--- Start Text excerpt ---

Another form of the expire command will remove a given backup set, useful if you have a partial or a redundant backup that needs to be cleaned out:

snebu expire -n name -d datestamp

After the expiration jobs are finished (which removes the backups from the backup catalog), you will need to remove the actual file contents from the vault:

snebu purge

The purge process can take some time to execute, so typically it would be run on a weekly basis, and the expire jobs run daily after the backups have completed.

Advanced usage

Creating a custom snebu-client script

Typically, direct usage of the snebu command is used for maintenance purposes. Submitting backups and restoring is driven by the snebu-client command. However, if needed, you can create a custom client for advanced purposes (such as performing live database backups, which typically involve placing the DB in backup mode, and querying the DB for which files to back up). The process of submitting a backup requires two parts:

  • snebu newbackup
    This subcommand expects an input list of files as a tab-delimited list consisting of:
    File Type, Mode, Device, Inode, Owner, Owner#, Group, Group#, Size, SHA1, Inode Mod Time, File Mod Date, Filename, Symlink Target

    This list can be generated with GNU find command, with the following -printf arguments added:

      \( -type f -o -type d \) \
          -printf "%y\t%#m\t%D\t%i\t%u\t%U\t%g\t%G\t%s\t0\t%C@\t%T@\t%p\0" \
          -o -type l \
          -printf "%y\t%#m\t%D\t%i\t%u\t%U\t%g\t%G\t%s\t0\t%C@\t%T@\t%p\0%l\0"
    

    (Note, that currently the SHA1 field (field number 10) isn't used, so the above puts a 0 as a placeholder. This is intended to be an additional indicator of if a file needs to be transfered to the backup server's vault, or if it is already there.)

  • snebu submitfiles
    The output of the snebu newbackup command is a list of files that need to be backed up to complete the backup set (anything not on this list is already on the backup server, and gets linked to the current backup set). This list is then used to generate a tar file, which gets submitted to the submitfiles target as standard input.

See the detailed documentation section for additional command line arguments that are required. Also, the included snebu-client shell script can be referenced for more details.

Changing file locations

One parameter to snebu-client (or snebu, if writing your own client) is the --graft option. This allows you to re-write the directory path from one location to another. This is useful when backing up a filesystem snapshot. If the snapshot of /srv/database is mounted under /mnt/snapshots/database, you can specify --graft /mnt/snapshots/database/=/srv/database/ so that the backup will record the file locations as if they were backed up under their original location.

Another usage for --graft is when restoring a single file to a different location. For example: --graft /home/bob/budget.doc=/home/bob/restore/budget.doc will allow restoring the file without overwriting the version that is currently in place.

--- End Text excerpt ---

* **Task to complete**: Update the stretch of the snebu text from "After the expiration" through "backups have completed.", swapping "weekly" for "monthly".

--- Start Data section ---

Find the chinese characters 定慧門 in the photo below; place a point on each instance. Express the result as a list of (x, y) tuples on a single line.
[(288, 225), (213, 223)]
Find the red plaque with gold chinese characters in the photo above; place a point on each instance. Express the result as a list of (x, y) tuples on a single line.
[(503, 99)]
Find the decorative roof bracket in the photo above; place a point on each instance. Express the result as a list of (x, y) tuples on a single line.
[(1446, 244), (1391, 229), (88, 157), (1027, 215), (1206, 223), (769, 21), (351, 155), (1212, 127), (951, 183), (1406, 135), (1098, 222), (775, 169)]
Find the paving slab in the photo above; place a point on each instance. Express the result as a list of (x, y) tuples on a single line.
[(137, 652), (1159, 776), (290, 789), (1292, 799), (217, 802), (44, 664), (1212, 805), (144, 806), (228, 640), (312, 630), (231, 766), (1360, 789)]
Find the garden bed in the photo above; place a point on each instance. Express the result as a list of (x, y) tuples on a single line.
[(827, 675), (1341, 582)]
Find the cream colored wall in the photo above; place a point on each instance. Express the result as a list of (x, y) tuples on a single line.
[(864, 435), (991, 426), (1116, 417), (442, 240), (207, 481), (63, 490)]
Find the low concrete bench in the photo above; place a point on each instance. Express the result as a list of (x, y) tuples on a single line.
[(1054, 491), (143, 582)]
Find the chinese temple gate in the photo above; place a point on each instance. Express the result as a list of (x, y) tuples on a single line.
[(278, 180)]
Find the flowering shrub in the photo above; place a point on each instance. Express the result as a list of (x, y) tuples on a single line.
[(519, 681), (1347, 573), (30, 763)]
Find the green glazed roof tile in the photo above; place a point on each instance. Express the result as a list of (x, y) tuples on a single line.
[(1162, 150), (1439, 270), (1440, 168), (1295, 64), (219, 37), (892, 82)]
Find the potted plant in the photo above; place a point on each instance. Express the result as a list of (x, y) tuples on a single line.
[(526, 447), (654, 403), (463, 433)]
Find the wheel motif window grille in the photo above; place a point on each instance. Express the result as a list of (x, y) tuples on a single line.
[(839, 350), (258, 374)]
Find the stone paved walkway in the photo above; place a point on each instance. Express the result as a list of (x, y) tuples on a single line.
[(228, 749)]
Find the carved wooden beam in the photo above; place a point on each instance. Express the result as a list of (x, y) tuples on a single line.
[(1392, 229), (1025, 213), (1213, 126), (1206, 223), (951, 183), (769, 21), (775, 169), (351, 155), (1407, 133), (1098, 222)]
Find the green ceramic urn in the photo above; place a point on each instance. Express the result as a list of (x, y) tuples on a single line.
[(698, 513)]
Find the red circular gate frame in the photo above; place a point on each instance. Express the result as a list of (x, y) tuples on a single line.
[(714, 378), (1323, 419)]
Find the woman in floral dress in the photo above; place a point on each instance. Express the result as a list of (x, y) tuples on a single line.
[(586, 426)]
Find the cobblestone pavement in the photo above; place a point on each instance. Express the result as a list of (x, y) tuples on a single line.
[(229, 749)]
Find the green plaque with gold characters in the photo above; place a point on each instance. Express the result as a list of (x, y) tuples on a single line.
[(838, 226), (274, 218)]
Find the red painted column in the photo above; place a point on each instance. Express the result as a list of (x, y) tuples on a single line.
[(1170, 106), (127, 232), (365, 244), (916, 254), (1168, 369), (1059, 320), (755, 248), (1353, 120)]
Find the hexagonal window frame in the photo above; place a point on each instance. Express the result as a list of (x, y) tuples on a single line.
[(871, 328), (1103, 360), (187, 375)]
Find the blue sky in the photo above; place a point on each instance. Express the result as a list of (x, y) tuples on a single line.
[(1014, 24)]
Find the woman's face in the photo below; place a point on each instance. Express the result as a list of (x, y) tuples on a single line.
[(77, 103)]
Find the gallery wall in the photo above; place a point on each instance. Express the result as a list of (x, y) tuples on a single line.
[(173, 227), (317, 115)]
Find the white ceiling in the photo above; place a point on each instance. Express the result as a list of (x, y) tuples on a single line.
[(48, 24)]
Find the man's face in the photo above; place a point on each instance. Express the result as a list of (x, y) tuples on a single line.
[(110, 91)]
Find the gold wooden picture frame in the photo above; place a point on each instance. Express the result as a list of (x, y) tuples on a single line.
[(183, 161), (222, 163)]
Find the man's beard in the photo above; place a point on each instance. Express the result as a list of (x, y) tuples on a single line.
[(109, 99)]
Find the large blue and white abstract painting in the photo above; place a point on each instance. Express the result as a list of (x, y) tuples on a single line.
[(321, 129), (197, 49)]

--- End Data section ---

* **Task answer**:
After the expiration jobs are finished (which removes the backups from the backup catalog), you will need to remove the actual file contents from the vault:

snebu purge

The purge process can take some time to execute, so typically it would be run on a monthly basis, and the expire jobs run daily after the backups have completed.